• _WHAT YOU SHOULD DO_
Using the entries below, output exactly the line containing "Where can the man's ear" and all lines that follow it to the end.

****************************************

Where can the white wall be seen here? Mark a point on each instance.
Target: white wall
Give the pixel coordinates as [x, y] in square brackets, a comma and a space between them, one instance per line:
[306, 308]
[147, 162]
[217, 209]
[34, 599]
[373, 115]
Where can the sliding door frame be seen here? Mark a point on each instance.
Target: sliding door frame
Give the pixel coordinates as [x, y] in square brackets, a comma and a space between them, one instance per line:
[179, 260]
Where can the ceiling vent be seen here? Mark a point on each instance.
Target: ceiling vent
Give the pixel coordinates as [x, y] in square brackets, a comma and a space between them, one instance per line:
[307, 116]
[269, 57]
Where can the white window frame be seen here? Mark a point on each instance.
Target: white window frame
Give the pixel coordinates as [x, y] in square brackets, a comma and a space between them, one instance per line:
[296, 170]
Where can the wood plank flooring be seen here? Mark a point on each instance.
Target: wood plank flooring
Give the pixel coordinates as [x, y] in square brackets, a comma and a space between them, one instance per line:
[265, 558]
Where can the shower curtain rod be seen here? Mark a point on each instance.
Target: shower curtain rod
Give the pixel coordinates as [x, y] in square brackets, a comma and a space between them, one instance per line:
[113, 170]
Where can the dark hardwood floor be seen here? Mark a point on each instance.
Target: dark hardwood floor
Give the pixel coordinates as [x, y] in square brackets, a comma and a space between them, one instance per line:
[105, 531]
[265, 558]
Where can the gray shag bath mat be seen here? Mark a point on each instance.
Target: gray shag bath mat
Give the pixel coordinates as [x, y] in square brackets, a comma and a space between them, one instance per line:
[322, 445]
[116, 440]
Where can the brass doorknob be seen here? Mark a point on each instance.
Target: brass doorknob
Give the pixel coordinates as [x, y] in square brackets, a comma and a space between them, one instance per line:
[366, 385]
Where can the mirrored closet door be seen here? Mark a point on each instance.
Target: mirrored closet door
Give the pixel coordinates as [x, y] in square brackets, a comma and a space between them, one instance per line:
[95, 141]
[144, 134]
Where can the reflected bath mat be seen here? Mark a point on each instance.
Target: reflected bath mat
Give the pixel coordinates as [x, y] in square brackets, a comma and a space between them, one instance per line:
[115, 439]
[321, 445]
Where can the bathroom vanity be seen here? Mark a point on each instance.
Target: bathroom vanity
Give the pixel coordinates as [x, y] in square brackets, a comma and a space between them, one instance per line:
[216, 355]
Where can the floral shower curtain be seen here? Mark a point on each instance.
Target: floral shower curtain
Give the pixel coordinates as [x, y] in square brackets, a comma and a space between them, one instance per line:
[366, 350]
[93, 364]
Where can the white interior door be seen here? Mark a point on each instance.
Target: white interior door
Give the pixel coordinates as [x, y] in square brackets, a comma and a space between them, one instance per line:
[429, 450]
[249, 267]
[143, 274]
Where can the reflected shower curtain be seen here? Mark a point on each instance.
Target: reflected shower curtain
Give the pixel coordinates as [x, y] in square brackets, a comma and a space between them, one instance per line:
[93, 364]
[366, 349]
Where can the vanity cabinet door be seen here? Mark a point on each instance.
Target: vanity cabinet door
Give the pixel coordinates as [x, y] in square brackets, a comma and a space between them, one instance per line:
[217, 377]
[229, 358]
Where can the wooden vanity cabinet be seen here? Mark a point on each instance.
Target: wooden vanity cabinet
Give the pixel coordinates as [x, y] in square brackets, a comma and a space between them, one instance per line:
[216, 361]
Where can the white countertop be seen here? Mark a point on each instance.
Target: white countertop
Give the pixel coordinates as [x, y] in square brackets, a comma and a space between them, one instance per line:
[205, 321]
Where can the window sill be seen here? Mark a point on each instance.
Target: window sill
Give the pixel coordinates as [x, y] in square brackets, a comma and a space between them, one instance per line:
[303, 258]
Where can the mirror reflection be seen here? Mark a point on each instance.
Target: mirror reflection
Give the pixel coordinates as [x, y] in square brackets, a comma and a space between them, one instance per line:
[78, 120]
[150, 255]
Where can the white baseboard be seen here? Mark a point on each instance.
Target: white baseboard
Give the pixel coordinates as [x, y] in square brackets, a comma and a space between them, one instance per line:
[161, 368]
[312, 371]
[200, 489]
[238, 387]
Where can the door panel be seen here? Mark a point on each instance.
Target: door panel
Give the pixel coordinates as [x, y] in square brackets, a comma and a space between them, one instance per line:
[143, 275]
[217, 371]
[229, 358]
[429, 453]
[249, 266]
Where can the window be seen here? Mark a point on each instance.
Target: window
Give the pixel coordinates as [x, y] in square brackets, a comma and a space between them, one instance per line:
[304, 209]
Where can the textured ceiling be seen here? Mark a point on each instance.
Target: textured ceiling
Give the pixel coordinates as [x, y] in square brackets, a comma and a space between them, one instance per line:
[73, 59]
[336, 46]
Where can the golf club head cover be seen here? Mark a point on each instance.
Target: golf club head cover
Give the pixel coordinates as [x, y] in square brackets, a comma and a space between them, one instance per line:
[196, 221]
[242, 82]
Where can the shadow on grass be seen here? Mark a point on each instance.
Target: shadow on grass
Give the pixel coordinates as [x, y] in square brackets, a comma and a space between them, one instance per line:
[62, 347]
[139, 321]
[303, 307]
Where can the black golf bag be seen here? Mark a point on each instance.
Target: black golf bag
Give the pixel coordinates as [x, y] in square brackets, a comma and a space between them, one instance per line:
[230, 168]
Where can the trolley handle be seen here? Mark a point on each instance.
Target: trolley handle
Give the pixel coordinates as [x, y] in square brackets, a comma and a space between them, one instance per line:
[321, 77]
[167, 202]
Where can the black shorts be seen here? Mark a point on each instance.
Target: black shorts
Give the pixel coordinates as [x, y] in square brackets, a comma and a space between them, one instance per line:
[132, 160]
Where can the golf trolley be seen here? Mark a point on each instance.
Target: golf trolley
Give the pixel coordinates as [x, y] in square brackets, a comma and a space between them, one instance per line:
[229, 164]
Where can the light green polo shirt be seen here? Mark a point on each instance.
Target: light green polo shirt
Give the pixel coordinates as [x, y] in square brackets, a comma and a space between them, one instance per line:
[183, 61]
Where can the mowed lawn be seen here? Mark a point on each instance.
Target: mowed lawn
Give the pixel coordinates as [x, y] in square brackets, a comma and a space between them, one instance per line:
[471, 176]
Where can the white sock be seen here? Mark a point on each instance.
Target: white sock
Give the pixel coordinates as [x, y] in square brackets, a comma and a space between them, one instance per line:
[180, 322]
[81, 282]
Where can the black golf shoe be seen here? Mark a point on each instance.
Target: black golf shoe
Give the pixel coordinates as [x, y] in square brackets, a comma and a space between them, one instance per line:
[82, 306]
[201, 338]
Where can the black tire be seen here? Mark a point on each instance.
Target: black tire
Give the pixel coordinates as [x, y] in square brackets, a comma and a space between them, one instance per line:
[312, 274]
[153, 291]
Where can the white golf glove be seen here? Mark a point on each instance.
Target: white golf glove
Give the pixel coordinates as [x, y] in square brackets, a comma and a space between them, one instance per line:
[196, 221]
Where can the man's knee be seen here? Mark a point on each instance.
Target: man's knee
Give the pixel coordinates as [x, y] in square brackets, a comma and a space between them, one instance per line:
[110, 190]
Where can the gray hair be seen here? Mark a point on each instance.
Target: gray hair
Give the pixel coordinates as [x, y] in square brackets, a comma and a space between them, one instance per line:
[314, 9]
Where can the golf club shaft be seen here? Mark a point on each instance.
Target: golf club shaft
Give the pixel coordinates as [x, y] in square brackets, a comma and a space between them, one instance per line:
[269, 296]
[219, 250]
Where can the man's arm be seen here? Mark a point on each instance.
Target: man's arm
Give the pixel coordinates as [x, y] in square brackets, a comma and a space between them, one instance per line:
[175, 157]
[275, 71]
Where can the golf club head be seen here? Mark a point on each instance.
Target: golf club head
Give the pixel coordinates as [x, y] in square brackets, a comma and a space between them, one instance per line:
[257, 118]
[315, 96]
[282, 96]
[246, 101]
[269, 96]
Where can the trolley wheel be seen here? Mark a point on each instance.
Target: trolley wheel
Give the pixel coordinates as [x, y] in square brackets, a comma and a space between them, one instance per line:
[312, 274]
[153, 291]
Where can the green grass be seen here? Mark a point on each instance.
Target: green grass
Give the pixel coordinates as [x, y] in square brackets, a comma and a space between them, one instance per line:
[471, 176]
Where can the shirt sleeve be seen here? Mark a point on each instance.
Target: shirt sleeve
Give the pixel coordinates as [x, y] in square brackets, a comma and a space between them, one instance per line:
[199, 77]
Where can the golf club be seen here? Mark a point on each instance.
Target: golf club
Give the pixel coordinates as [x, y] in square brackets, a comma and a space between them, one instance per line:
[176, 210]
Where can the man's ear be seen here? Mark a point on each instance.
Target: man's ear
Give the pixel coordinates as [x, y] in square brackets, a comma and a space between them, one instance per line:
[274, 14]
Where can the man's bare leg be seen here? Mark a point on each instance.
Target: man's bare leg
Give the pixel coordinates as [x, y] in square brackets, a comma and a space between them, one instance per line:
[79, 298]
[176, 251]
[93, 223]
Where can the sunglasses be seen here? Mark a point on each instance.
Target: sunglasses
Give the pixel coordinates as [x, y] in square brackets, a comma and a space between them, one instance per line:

****************************************

• _CORRECT OUTPUT_
Where can the man's ear be seen here? Mark a point on each instance.
Target: man's ear
Give the pixel coordinates as [x, y] in square brackets, a comma and a space between them, one instance per line:
[274, 14]
Where can the man's bare leg be seen here? Mark a point on each instance.
Target: man's bare leg
Give the pixel coordinates as [x, y] in square brackets, a comma and a space between them, one instance per line:
[79, 298]
[176, 251]
[93, 223]
Where can the sunglasses be seen here? Mark a point on each instance.
Target: sunglasses
Give the pixel coordinates as [x, y] in square brackets, a comma and a space between them, one instance per line:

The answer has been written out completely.